# Comparing Furtwangler's Beethoven Ninths



## blondheim (Jul 6, 2020)

I have been listening to the Ninth a lot recently and would like to invest in a Furtwangler Ninth. I would love someone familiar with them to talk about the differences. Broad or specific, I don't mind. The more detail the merrier as far as I'm concerned. Feel free to include timestamps even.

There are just so many of them.


----------



## flamencosketches (Jan 4, 2019)

Commenting because I'm curious what people say. The one I'm looking at is the Bayreuth 9th on EMI/GROC. I'm not a Furtwängler guy but I feel like I need one of his 9ths in my collection.


----------



## Allegro Con Brio (Jan 3, 2020)

My guess is the majority of people will say the '54 Philharmonia because it has the best sound and the best playing. I have not heard all of it but it is indeed excellent, a great way to hear his tremendous interpretation if you're turned off by the flubs in his two other famous ones. However, my overall favorite is the '52 Bayreuth. I may be biased because it was the recording that opened my eyes to Furtwängler, but the palpable sense of spiritual connection and passion simply brings me to tears. IMO it is truly a great human document. The '42 is also an incredible document but it's not one I return to simply because it is so unique. It is the horror of the Holocaust sublimated into sonics; tortured, psychotic, screaming mayhem. It's an insanely uncomfortable listening experience and it's the '52 I return to because it is more life-affirming. But all of them are worth a listen.


----------



## Fabulin (Jun 10, 2019)

Hi Blondheim!

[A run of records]
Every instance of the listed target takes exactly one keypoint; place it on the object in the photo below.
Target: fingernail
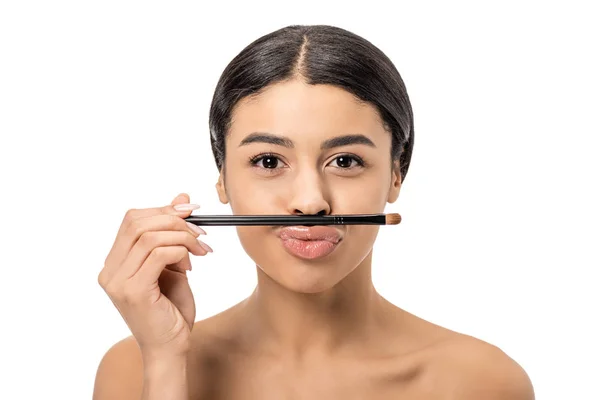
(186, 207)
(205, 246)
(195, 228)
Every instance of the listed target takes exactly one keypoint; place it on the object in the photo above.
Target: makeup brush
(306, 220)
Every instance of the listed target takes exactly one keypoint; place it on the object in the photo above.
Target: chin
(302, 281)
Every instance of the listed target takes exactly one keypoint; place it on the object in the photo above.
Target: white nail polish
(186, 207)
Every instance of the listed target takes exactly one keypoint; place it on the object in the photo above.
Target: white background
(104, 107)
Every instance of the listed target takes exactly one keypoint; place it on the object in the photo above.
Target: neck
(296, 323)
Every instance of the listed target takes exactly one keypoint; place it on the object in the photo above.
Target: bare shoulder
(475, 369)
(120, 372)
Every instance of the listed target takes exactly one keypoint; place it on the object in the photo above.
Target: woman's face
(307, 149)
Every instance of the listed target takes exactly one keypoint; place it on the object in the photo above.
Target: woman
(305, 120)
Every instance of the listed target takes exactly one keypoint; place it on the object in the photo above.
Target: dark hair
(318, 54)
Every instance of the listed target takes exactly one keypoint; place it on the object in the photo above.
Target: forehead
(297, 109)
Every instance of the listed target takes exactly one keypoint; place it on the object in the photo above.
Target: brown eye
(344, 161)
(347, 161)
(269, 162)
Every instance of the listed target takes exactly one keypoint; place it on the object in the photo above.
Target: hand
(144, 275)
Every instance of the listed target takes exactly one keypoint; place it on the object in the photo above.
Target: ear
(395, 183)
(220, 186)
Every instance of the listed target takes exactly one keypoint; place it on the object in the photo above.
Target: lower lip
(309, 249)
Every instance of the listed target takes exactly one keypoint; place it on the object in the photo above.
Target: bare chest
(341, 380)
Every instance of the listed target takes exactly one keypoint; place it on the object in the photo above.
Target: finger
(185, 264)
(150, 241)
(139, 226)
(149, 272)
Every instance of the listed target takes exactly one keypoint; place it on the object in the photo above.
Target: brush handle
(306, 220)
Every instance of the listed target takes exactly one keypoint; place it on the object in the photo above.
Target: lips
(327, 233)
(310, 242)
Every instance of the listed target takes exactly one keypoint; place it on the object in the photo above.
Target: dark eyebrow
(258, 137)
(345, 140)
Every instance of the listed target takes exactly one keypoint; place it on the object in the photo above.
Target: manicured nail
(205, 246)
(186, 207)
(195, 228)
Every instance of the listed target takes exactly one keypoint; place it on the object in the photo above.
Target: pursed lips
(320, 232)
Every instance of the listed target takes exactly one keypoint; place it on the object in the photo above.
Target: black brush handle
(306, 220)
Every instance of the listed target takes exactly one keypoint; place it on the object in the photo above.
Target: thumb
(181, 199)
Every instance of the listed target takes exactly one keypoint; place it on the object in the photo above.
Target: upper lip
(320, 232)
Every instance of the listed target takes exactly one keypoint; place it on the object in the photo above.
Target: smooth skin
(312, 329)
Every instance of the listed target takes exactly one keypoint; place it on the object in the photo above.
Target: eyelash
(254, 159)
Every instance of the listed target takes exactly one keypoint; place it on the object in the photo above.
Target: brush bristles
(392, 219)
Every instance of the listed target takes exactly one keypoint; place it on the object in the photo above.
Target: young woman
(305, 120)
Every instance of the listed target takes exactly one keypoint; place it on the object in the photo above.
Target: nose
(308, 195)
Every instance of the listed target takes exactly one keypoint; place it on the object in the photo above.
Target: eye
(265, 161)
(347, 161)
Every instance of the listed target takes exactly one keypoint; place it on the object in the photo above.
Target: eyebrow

---

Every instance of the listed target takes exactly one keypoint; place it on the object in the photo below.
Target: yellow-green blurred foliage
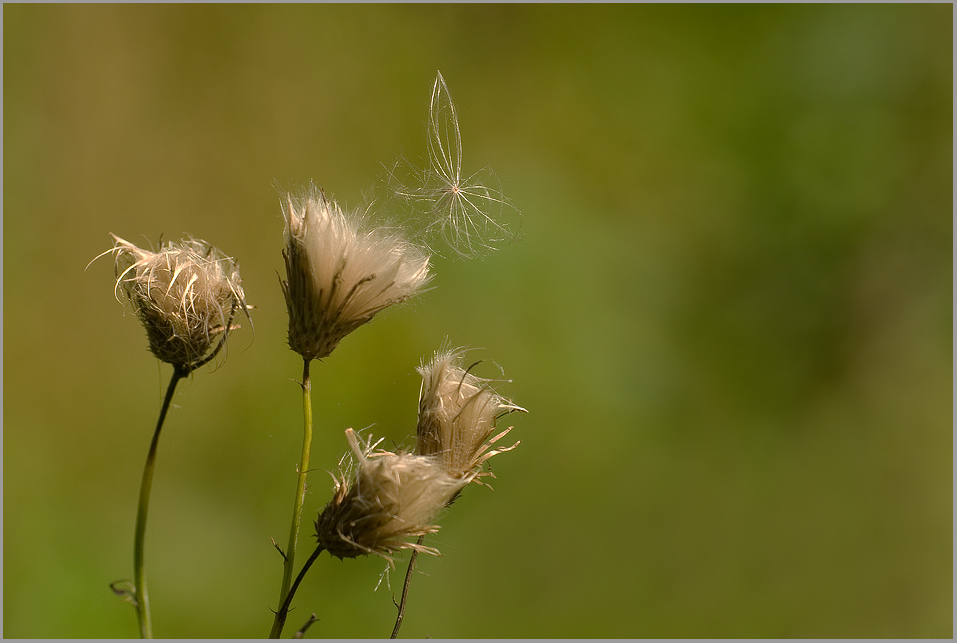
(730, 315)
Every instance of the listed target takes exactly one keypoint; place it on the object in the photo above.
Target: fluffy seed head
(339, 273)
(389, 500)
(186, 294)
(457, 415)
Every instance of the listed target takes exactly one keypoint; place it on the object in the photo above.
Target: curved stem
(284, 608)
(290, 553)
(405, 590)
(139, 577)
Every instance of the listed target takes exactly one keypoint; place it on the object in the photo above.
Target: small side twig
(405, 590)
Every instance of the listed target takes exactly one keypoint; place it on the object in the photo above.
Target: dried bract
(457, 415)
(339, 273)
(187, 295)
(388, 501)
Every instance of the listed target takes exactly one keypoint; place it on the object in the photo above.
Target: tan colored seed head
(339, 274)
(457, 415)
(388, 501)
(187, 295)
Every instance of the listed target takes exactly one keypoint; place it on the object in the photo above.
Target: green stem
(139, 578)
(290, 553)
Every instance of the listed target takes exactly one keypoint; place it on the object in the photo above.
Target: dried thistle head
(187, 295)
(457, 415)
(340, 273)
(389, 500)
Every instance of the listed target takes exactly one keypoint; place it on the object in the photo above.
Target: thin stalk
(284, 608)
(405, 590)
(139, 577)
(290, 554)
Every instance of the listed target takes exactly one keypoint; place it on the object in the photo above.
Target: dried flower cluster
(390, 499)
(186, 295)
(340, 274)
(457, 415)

● **Written request 1**:
Answer these questions using the forum thread on Furtwängler's Beethoven Ninths:
(a) Which recording is flamencosketches looking at?
(b) Which recording does Allegro Con Brio name as an overall favorite?
(c) According to Allegro Con Brio, why will most people probably choose the '54 Philharmonia?
● **Written request 2**: Echo the passage from the forum thread on Furtwängler's Ninths, starting at "I have been" and ending at "in my collection.".

● **Task result 1**:
(a) The Bayreuth 9th on EMI/GROC.
(b) The '52 Bayreuth.
(c) Because it has the best sound and the best playing.

● **Task result 2**:
I have been listening to the Ninth a lot recently and would like to invest in a Furtwangler Ninth. I would love someone familiar with them to talk about the differences. Broad or specific, I don't mind. The more detail the merrier as far as I'm concerned. Feel free to include timestamps even.

There are just so many of them.


----------



## flamencosketches (Jan 4, 2019)

Commenting because I'm curious what people say. The one I'm looking at is the Bayreuth 9th on EMI/GROC. I'm not a Furtwängler guy but I feel like I need one of his 9ths in my collection.